El consentimiento no debería ser un concepto confuso ni debatible. Y sin embargo, lo es. Se nos ha enseñado durante tanto tiempo a normalizar ciertos gestos, a tolerar ciertas invasiones, que muchas veces dudamos de lo que sentimos. Nos preguntamos si estamos exagerando, si fue para tanto, si no estaremos viendo fantasmas donde solo hay malentendidos.
Pero el cuerpo lo sabe. Lo sabe antes que la mente. Sabe cuándo algo lo atraviesa sin permiso, cuándo un gesto que debería ser tierno se convierte en una imposición. Y no es la acción en sí lo que lo convierte en violencia: es la falta de reciprocidad, de escucha, de respeto. Es actuar como si el otro fuera un objeto disponible, no una persona con voz y límites.
El abuso no siempre grita. A veces susurra, se disfraza de cariño, se esconde detrás de sonrisas o de excusas como “solo fue un gesto”, “no era para tanto”. Pero el consentimiento no es opcional, no es un adorno ni una suposición. Es la base de cualquier encuentro humano verdadero.

ENTRADAS
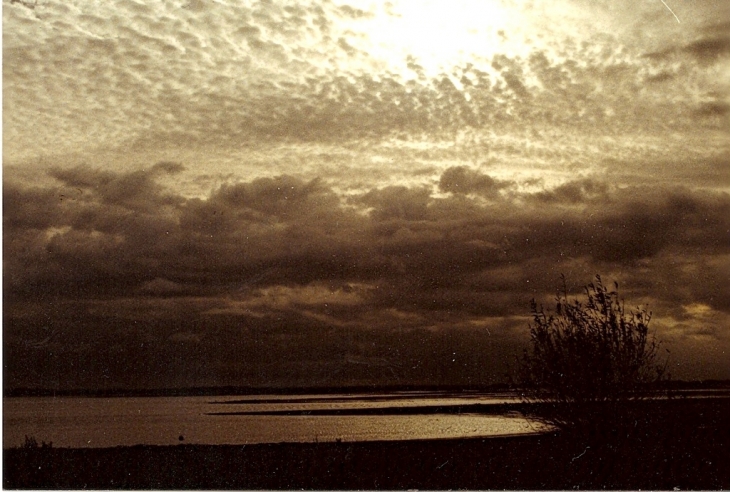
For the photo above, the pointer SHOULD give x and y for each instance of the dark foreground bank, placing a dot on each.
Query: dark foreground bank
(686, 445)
* * *
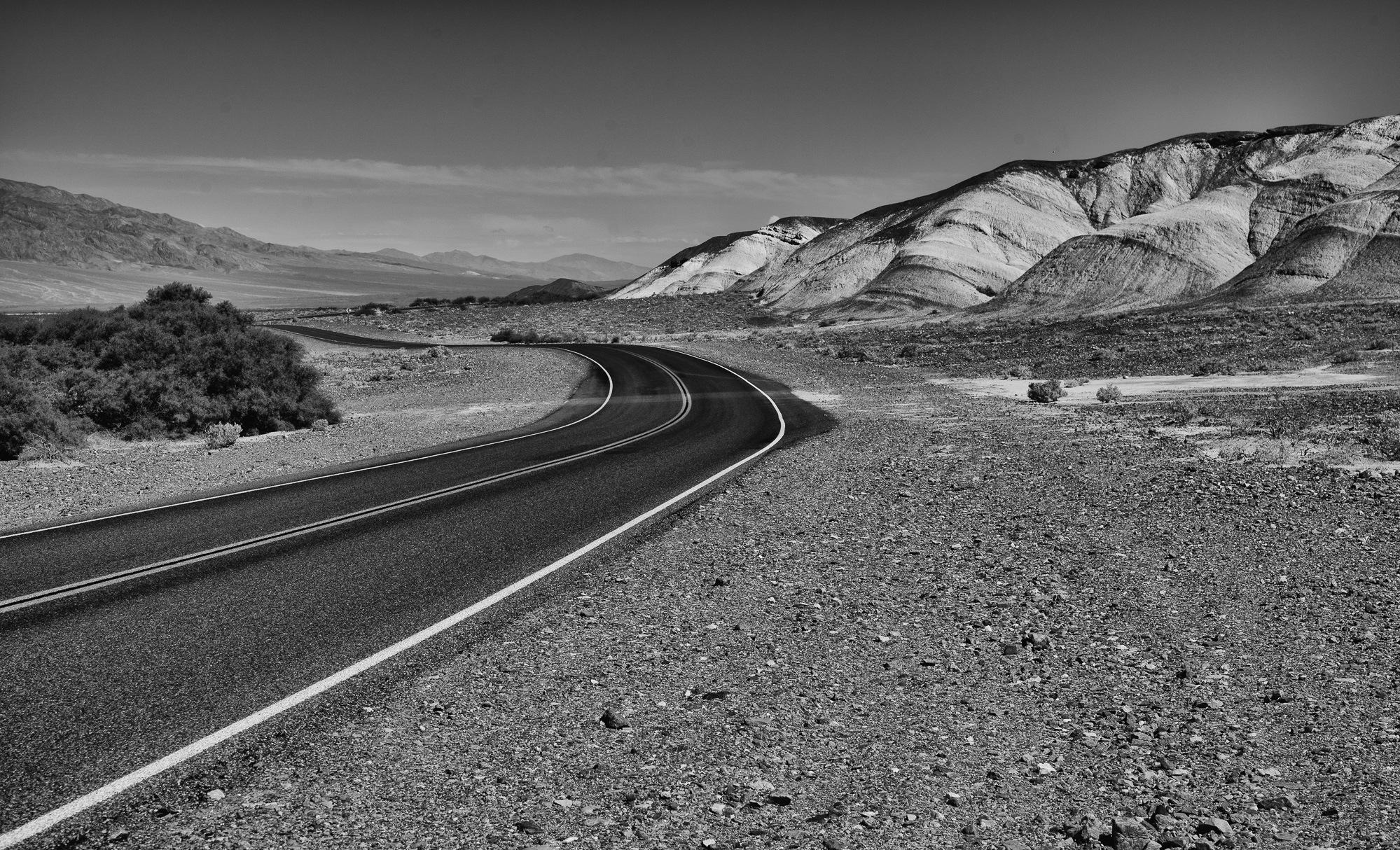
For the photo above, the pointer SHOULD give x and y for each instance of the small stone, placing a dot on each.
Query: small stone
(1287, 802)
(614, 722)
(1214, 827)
==
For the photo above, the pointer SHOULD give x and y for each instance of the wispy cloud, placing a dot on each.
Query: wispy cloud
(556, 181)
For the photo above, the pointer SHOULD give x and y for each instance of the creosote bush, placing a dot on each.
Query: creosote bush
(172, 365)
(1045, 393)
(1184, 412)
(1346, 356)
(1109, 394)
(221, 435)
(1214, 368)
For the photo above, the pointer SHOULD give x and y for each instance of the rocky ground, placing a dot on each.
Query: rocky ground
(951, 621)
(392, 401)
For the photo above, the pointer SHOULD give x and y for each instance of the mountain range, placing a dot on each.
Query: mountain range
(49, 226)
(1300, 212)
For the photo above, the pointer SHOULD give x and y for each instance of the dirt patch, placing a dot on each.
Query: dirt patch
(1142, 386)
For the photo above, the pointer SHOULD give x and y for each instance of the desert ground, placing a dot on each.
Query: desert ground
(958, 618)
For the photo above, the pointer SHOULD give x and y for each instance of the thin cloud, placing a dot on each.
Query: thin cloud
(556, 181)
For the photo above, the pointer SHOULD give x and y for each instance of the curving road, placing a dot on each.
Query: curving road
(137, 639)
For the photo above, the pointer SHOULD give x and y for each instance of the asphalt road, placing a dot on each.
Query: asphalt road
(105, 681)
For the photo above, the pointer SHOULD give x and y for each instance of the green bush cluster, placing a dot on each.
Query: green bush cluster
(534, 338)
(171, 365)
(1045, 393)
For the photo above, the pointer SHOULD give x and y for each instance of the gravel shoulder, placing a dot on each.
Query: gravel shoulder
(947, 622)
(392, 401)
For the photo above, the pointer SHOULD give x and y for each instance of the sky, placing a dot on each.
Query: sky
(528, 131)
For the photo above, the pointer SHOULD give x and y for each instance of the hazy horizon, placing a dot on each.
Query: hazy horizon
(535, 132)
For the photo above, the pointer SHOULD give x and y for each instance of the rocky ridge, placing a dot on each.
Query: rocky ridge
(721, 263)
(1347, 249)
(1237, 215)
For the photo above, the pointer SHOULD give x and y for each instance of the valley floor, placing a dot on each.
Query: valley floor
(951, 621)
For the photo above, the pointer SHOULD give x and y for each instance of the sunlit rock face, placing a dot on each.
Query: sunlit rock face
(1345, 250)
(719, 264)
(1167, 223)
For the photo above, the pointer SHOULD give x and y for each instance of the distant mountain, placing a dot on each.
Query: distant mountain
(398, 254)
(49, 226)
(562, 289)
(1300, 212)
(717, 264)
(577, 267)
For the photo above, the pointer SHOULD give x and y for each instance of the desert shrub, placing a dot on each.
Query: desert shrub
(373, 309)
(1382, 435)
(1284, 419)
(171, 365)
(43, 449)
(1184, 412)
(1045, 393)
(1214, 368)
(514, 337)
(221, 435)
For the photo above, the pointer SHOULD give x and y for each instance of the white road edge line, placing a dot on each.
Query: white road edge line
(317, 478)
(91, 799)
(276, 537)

EJERCICIOS PROPUESTOS
A) Responde a estas preguntas sobre el texto acerca del consentimiento:
(i) ¿Qué sabe antes que la mente cuándo algo lo atraviesa sin permiso?
(ii) ¿De qué se disfraza a veces el abuso?
(iii) ¿De qué es la base el consentimiento?
B) Cita del texto sobre el consentimiento el fragmento que va desde "El consentimiento no debería" hasta "voz y límites.".

RESPUESTAS DEL EJERCICIO
A)
(i) El cuerpo.
(ii) De cariño.
(iii) De cualquier encuentro humano verdadero.

B)
El consentimiento no debería ser un concepto confuso ni debatible. Y sin embargo, lo es. Se nos ha enseñado durante tanto tiempo a normalizar ciertos gestos, a tolerar ciertas invasiones, que muchas veces dudamos de lo que sentimos. Nos preguntamos si estamos exagerando, si fue para tanto, si no estaremos viendo fantasmas donde solo hay malentendidos.
Pero el cuerpo lo sabe. Lo sabe antes que la mente. Sabe cuándo algo lo atraviesa sin permiso, cuándo un gesto que debería ser tierno se convierte en una imposición. Y no es la acción en sí lo que lo convierte en violencia: es la falta de reciprocidad, de escucha, de respeto. Es actuar como si el otro fuera un objeto disponible, no una persona con voz y límites.